Pull out each line of the records below that contains the word "house" and copy those lines without any changes.

Segmentation dataset records:
* * * * * * *

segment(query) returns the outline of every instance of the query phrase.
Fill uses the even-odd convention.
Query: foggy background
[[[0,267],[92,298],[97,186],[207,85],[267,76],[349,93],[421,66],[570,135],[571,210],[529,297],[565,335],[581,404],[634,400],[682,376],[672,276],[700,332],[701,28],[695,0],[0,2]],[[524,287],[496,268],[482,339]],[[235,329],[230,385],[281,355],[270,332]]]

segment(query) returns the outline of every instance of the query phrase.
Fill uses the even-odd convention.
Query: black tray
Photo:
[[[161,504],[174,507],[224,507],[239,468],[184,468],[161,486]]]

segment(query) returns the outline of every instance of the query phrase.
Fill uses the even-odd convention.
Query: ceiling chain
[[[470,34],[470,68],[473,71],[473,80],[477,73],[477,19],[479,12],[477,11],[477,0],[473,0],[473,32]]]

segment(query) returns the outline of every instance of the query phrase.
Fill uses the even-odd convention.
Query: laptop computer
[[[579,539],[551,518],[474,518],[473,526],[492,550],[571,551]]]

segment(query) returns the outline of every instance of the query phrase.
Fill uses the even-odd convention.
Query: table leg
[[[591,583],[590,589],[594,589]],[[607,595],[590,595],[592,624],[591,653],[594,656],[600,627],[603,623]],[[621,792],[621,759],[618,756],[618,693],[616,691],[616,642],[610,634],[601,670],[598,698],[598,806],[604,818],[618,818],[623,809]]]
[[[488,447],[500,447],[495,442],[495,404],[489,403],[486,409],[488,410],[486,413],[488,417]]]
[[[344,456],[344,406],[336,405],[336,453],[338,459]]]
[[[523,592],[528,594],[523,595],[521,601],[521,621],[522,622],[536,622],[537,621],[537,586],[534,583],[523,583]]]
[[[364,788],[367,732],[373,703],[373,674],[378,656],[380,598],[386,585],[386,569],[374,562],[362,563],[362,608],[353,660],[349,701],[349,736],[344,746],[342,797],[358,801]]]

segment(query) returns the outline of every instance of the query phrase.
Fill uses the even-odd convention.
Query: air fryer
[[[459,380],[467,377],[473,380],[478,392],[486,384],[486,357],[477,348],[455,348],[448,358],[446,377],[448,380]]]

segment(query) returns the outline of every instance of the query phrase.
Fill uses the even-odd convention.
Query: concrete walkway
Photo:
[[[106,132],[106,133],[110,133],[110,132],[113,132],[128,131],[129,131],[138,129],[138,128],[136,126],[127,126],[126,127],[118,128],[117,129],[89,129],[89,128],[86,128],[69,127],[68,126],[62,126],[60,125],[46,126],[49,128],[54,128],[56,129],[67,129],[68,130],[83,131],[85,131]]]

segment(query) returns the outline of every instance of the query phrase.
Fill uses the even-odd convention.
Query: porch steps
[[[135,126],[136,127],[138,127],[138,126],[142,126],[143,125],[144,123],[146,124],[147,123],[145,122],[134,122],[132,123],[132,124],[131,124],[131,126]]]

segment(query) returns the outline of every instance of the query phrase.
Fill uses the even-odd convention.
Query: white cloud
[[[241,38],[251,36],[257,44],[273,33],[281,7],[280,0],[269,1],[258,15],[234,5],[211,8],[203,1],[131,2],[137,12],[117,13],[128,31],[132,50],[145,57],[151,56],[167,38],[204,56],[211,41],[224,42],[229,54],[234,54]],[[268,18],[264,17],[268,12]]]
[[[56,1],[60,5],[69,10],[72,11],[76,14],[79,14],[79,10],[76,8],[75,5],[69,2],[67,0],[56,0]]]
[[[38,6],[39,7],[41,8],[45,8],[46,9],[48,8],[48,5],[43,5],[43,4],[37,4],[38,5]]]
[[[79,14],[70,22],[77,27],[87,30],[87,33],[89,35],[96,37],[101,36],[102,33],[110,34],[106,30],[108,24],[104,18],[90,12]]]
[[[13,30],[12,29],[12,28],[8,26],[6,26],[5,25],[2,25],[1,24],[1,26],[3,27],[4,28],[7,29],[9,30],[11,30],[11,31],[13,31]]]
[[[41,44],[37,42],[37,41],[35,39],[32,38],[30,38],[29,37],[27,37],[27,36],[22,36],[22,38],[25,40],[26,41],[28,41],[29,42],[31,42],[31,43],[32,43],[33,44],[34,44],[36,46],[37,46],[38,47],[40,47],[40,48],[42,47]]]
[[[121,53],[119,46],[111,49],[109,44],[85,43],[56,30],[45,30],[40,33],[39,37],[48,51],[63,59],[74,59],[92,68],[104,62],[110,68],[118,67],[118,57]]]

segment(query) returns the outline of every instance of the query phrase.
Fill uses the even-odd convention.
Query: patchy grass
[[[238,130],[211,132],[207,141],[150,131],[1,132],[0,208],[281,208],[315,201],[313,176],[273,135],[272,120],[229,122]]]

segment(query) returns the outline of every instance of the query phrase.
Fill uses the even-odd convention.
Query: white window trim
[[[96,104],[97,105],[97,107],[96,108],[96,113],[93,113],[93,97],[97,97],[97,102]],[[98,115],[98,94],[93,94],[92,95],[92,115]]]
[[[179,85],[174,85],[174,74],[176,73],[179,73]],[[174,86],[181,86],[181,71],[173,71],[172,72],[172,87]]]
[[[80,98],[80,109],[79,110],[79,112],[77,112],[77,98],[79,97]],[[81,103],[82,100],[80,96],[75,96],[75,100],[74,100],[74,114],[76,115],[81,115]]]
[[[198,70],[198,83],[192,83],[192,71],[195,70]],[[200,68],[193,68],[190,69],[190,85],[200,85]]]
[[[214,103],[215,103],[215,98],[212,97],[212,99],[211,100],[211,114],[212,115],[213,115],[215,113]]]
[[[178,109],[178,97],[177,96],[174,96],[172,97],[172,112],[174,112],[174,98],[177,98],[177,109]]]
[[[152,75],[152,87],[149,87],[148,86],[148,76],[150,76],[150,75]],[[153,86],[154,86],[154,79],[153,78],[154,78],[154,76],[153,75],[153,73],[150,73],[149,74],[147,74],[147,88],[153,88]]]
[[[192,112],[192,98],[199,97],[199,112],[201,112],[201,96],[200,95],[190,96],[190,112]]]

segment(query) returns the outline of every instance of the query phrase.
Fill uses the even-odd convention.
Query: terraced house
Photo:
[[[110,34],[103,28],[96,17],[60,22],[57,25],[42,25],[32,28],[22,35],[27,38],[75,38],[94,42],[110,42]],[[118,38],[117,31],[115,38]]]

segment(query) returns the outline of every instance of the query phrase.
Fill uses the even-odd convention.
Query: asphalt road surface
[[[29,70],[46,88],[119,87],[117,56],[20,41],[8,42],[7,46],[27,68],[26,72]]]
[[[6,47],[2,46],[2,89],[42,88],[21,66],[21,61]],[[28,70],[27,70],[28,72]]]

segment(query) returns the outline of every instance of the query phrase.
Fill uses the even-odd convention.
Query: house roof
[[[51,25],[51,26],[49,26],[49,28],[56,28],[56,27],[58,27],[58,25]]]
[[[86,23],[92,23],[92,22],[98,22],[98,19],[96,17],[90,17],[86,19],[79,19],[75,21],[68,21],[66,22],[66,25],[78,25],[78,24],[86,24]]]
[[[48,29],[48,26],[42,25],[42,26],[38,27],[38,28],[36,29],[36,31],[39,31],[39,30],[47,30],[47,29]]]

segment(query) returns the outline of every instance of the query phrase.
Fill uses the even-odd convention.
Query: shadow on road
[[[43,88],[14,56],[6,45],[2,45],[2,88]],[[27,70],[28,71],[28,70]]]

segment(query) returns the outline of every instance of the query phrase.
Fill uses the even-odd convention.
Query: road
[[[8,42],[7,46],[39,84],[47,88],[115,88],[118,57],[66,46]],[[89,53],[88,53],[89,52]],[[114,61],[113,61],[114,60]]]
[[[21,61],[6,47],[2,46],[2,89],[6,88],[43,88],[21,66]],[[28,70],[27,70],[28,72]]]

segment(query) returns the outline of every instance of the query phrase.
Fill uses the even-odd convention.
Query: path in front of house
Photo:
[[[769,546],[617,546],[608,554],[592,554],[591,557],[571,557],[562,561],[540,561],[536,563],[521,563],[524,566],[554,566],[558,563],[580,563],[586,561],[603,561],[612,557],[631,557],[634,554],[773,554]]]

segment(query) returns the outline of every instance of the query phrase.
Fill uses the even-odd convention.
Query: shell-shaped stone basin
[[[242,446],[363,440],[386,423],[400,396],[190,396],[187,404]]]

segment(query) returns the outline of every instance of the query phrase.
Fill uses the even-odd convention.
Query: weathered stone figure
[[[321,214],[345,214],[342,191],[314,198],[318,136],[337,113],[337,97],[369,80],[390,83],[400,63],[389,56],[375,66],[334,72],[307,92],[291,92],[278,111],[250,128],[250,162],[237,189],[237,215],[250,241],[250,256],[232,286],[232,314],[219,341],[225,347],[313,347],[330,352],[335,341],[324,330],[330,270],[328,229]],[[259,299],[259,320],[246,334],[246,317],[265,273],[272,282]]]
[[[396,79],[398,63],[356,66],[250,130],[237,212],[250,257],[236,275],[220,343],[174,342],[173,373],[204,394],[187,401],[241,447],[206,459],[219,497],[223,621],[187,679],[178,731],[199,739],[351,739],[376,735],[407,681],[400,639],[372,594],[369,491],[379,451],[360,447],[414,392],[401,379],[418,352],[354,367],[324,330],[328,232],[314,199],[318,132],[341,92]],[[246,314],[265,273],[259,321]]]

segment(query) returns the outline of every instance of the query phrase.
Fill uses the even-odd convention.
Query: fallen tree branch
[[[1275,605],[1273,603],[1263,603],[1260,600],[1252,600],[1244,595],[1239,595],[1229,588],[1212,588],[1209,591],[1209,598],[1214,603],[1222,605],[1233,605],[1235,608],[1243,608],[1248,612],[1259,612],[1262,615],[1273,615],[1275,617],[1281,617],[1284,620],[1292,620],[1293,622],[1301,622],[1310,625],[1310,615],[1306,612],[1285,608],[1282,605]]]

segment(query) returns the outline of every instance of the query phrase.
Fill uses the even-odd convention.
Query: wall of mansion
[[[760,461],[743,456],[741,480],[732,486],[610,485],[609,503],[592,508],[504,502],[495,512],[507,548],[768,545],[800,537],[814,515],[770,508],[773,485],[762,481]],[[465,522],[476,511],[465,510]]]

* * * * * * *

• _Final result_
Query: terraced house
Query: house roof
Query: path in front of house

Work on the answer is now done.